# Problems:
#1 List the usernames of everyone who posts in the forum thread on crate size.
#2 According to the forum thread on crate size, what size crate does lhczth eventually move puppies into?
#3 Reproduce the passage of the forum thread on crate size that begins with "So, hoping people" and ends with "(Apr 5, 2000)".

# Source document:
_ _ _ _
# Size of crate



## Vonwhitehall (Dec 4, 2016)

Hi, all. I'm planning on purchasing crates online this weekend to get ready to start my puppy litter with crate training. I just want them to get familiar and comfortable being in their own crate. I plan on sending the pups home in the crate they use. My question is does anyone have an idea what size crate to get a puppy that is 6-10 weeks old? They are 6 weeks now and going home between 8 and 10 weeks. I am out of the loop as I can't remember what size I got for my bitch when she was little! Please keep in mind these are just "starter" crates and the new owner will be expected to purchase a new crate as the pup grows.....

As a side note, yes...this was a planned litter with the sire and dam holding 15 titles between them (7/8 split) and 15 health clearances (6/9 split). I bred my exceptional bitch to produce my next competition dog (my bitch is nationally ranked in obedience and both parents are each titled in 3 different performance areas as well as holding TC, TDI, and CGC titles). All the rest of the puppies have been sold to excellent homes. 

So, hoping people can give me some size ideas as to what size crate their 8-10 week old puppy used and the dimensions!! I tried another GSD forum but it has a history of being unkind to posters so hoping a found a new home here! Planning on ordering cares today and could really use your input!! Thank you!


----------



## lhczth (Apr 5, 2000)

I like starting them in the 200 size and then eventually moving them to a 300. The 200 are small enough for good crate training and works well for young puppies.


----------



## Deb (Nov 20, 2010)

I like a 200 for a puppy to start in as well.


----------
_ _ _ _
# Data excerpts:
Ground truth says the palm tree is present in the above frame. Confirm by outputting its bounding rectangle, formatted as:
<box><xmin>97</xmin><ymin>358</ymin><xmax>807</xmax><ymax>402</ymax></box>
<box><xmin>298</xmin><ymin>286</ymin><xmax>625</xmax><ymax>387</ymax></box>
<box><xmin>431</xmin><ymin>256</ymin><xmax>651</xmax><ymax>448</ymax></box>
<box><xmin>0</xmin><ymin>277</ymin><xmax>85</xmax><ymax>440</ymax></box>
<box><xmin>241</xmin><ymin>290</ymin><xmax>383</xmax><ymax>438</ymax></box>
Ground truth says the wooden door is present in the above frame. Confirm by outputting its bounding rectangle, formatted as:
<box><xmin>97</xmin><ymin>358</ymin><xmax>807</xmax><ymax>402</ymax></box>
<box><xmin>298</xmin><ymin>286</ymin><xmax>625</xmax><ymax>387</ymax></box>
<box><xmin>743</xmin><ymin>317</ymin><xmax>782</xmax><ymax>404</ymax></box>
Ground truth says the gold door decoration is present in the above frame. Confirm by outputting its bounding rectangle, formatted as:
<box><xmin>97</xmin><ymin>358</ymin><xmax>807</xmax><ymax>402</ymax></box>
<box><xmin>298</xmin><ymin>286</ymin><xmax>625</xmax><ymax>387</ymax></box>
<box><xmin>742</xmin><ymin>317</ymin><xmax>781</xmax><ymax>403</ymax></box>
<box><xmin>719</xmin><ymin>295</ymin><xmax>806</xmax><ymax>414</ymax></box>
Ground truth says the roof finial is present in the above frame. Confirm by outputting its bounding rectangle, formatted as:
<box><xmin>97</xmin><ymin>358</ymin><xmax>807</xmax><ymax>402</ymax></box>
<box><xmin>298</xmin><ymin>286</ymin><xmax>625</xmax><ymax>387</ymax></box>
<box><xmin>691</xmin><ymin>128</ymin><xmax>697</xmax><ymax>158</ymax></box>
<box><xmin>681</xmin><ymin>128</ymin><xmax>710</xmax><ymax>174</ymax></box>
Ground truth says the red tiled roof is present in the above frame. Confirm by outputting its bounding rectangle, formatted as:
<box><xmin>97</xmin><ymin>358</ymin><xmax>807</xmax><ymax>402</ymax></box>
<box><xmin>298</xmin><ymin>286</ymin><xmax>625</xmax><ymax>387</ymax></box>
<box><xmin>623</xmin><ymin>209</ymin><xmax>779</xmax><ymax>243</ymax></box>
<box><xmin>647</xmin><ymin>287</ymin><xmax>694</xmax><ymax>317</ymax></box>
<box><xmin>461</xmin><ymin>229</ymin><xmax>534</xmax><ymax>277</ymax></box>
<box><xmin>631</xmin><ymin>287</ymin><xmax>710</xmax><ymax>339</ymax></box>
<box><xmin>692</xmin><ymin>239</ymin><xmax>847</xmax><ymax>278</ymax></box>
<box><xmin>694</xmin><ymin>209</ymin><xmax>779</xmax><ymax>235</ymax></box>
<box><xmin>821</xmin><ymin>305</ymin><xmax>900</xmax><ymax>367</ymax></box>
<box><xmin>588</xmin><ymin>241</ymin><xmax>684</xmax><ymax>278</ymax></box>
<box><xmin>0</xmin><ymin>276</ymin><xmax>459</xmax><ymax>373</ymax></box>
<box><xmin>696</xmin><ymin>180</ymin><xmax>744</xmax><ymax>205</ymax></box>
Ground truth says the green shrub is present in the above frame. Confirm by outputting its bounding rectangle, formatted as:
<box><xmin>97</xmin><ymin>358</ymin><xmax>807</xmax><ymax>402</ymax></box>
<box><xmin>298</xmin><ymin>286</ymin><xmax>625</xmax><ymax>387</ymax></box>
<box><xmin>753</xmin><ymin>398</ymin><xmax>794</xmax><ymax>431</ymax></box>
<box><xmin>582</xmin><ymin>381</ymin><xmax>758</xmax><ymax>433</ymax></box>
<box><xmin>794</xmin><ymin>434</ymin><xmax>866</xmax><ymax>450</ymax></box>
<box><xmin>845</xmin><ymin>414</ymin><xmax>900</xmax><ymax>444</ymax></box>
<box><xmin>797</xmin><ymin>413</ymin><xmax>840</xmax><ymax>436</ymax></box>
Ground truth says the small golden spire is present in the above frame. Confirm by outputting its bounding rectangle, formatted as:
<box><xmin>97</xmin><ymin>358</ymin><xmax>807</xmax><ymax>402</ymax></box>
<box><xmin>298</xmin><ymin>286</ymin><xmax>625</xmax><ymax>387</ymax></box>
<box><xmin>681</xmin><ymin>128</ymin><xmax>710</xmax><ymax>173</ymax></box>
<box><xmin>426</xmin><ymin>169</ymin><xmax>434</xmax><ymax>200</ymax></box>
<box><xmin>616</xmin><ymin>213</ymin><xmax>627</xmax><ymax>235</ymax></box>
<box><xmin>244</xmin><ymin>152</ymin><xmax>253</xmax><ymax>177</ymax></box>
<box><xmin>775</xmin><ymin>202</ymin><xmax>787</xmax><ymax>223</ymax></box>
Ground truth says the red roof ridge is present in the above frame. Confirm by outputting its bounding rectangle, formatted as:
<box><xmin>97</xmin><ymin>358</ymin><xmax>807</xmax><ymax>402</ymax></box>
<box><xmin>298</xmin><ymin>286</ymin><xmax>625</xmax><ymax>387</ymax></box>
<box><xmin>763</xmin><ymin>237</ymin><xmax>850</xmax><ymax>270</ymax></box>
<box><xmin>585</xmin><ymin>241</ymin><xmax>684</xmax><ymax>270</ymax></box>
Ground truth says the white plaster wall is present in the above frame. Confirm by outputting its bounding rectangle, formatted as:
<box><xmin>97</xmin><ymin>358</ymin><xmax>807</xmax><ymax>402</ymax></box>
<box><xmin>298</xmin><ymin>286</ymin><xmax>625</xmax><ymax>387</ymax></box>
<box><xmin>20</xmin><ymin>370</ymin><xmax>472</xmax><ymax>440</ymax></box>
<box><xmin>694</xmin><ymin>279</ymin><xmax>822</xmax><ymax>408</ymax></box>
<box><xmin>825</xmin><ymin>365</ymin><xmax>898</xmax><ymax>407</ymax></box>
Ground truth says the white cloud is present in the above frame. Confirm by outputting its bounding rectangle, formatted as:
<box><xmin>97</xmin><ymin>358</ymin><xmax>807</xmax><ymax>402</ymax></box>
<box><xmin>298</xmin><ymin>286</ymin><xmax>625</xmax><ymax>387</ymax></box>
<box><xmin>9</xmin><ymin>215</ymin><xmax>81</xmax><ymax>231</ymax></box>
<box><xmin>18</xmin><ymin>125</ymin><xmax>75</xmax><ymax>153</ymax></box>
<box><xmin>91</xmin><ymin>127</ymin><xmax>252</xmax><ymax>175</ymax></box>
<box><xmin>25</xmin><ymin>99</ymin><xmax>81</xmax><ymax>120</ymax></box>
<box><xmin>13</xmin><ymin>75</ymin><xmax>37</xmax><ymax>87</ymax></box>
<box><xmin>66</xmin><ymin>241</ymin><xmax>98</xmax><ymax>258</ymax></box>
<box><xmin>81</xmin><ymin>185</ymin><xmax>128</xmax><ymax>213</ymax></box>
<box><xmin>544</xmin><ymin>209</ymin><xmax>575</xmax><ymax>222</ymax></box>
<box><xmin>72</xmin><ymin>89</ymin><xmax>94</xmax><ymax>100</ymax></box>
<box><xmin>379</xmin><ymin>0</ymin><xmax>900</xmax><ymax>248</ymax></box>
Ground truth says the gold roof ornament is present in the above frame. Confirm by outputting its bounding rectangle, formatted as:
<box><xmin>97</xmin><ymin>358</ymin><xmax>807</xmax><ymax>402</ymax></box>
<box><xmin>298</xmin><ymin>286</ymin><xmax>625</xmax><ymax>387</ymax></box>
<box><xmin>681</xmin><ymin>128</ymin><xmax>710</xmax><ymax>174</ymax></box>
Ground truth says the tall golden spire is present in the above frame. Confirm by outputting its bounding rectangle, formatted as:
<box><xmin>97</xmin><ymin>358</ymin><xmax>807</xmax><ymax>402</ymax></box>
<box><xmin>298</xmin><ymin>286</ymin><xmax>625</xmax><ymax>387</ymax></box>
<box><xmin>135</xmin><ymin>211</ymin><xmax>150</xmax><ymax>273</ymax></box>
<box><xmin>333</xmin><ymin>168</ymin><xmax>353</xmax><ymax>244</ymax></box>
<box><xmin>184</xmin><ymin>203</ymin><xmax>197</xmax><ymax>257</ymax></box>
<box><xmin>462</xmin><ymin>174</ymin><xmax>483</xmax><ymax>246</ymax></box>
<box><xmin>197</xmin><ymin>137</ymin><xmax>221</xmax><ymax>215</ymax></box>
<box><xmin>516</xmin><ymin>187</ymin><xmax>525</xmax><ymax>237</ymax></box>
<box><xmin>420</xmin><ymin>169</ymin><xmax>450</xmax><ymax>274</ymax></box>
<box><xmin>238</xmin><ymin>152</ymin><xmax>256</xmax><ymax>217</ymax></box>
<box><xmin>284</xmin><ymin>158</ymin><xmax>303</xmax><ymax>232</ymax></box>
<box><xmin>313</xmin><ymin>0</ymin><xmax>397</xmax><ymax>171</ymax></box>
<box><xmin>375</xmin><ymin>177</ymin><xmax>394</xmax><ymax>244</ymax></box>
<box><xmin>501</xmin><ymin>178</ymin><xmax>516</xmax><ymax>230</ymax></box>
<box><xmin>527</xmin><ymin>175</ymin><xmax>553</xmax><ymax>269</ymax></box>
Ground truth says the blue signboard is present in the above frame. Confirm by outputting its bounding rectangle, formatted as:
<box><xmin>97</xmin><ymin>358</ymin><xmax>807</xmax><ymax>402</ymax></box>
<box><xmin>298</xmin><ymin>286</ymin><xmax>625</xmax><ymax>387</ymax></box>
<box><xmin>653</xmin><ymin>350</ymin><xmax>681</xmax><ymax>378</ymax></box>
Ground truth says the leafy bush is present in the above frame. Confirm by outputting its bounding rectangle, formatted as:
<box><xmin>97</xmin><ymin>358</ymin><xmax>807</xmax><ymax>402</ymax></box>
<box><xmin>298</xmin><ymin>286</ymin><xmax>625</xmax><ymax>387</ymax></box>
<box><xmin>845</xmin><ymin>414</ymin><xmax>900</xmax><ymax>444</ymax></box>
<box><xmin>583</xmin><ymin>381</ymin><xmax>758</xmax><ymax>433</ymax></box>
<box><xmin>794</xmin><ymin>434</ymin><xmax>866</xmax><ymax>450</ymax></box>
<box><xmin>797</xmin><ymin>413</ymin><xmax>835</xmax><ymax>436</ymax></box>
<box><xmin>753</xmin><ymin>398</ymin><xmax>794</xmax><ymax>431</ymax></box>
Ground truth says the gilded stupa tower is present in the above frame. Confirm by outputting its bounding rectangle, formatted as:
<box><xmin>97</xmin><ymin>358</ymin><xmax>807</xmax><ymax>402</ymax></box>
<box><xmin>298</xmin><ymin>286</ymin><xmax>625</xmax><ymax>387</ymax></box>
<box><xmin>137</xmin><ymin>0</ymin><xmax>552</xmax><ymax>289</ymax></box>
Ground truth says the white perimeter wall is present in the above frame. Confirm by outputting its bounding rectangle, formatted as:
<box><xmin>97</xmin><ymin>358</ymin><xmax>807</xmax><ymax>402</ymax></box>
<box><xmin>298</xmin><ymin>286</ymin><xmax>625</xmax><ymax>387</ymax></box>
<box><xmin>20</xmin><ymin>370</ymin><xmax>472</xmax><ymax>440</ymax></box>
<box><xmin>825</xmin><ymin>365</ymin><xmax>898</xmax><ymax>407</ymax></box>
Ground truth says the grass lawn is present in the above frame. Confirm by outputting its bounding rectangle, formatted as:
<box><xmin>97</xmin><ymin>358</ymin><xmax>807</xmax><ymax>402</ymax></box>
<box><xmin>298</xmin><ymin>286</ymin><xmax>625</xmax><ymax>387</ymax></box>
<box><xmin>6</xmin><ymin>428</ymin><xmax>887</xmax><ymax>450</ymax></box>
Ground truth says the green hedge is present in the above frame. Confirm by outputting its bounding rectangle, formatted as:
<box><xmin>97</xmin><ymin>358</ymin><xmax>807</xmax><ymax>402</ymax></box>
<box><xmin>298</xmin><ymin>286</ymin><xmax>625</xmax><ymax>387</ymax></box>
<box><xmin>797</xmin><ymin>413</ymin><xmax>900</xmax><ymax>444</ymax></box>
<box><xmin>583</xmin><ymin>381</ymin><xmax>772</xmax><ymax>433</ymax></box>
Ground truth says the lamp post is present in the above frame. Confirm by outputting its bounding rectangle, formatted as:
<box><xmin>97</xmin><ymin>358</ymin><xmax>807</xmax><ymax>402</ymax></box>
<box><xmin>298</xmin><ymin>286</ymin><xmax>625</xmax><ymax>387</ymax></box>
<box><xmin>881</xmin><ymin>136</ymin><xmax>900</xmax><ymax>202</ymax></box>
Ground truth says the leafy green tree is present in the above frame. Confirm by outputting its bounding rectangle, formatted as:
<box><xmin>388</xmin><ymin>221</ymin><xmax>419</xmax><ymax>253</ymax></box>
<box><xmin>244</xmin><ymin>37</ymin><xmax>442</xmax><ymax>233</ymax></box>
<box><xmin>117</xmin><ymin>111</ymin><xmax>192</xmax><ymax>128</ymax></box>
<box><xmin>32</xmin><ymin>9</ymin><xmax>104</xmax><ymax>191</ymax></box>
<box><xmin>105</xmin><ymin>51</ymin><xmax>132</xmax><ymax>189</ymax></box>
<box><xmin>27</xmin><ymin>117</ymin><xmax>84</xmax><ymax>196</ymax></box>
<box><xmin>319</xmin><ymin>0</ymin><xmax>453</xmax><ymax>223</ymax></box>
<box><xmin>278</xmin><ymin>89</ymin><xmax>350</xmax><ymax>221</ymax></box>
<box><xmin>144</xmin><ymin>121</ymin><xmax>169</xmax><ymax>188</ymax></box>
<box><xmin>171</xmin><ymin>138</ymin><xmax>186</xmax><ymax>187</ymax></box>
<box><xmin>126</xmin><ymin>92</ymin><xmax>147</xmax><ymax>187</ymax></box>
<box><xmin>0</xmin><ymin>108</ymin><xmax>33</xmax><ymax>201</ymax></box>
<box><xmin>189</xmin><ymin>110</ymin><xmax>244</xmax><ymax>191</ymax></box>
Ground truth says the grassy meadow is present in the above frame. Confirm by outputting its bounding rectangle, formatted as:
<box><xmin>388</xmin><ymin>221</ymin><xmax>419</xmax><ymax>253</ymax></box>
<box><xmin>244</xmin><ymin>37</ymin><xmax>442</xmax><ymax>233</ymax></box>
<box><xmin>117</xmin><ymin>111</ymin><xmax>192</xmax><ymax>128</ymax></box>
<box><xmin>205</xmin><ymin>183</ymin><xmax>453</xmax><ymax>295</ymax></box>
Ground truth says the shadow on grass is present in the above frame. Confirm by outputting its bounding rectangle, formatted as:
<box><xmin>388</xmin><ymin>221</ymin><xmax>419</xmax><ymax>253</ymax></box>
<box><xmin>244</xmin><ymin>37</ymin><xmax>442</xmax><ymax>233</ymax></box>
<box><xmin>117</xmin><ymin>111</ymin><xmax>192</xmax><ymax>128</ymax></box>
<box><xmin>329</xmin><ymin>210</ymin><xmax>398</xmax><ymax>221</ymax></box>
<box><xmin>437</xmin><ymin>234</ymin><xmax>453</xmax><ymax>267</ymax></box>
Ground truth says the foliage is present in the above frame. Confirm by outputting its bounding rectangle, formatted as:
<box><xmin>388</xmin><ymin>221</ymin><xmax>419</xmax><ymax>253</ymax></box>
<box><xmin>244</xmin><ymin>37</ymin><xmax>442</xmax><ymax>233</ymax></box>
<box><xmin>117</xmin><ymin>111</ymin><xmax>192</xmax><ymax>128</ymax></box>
_ _ _ _
# Results by task:
#1 Vonwhitehall, lhczth, Deb

#2 A 300.

#3
So, hoping people can give me some size ideas as to what size crate their 8-10 week old puppy used and the dimensions!! I tried another GSD forum but it has a history of being unkind to posters so hoping a found a new home here! Planning on ordering cares today and could really use your input!! Thank you!


----------



## lhczth (Apr 5, 2000)